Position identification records
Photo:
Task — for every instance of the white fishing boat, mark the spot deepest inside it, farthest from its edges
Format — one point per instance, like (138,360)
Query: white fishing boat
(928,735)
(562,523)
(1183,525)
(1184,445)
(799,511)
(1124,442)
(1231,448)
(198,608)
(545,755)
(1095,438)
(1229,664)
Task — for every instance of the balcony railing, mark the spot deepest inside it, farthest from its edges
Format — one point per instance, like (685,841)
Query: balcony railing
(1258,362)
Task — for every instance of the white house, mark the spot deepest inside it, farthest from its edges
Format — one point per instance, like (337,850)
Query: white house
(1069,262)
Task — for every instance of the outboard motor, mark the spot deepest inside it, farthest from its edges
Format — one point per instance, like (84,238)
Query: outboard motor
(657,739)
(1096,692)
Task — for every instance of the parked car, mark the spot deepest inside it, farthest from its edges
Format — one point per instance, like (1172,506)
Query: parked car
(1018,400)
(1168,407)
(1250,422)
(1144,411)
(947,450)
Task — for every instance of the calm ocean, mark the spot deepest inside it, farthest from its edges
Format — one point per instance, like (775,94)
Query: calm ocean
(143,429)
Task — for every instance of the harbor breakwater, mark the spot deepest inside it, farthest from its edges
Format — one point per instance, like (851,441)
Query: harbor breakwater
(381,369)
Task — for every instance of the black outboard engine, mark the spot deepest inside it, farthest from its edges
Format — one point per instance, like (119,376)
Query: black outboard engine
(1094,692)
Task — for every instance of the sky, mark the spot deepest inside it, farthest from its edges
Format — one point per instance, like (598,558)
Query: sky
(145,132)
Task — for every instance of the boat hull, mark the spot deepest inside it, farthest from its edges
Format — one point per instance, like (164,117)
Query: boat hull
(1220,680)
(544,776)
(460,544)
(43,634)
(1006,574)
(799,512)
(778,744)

Directions for this task:
Rewrite all of the material above, replacing every occurrence of "farthest from its edges" with "farthest from its borders" and leaving everything else unchanged.

The answer:
Photo:
Task — for every instance of the white fishing boat, mark the spot deepest inside it, farthest from its borders
Format — one point per instance, like (138,360)
Query: white fishing boat
(928,735)
(562,523)
(1183,525)
(1184,445)
(799,511)
(1124,442)
(1231,448)
(198,608)
(545,755)
(1095,438)
(1229,664)
Task — for every instance of the balcony railing, mark the spot deepest inside it, farthest from its borders
Format — one point per instance, like (685,841)
Query: balcony railing
(1258,362)
Task — for every instance of the white house, mark the spot deepest inside it, farthest from its borders
Format — one point per instance, like (337,850)
Query: white house
(1069,262)
Task — for every instance of the outboard motor, mark the spot deepest inside it, farthest from its borders
Format — one point per instance, like (84,238)
Query: outboard motor
(657,739)
(1096,692)
Task — for every instance of the parked car, mark the spot deepest inside it, farthest from its borders
Format — one point per instance, like (1172,506)
Query: parked car
(1018,400)
(1168,407)
(1250,422)
(1144,411)
(947,450)
Task — for every instance of the calm ocean, mark the spot deepest inside it, farthest from its borders
Format — one point per instance, like (775,94)
Query: calm ocean
(143,429)
Task — for every instance of the harbor breakwater, mark the spot deepest inside it, farthest from its borders
Format — one point per instance, like (851,441)
Query: harbor breakwater
(381,369)
Task — for every instance of the black outboard engine, mark the spot deepest inside it, farthest from its borders
Format — one point per instance, like (119,376)
Query: black outboard engine
(1094,692)
Task — for every instance of the sky, mark the spot deepest inside it, farthest from its borders
Format — one point per instance, like (598,558)
Query: sky
(145,132)
Task — for every instance of the boat hull, mark the spot deepest inside it, farthest from its borders
Format — one point per instance, like (164,117)
Query: boat hull
(1220,680)
(544,776)
(460,544)
(43,634)
(1006,574)
(799,512)
(778,744)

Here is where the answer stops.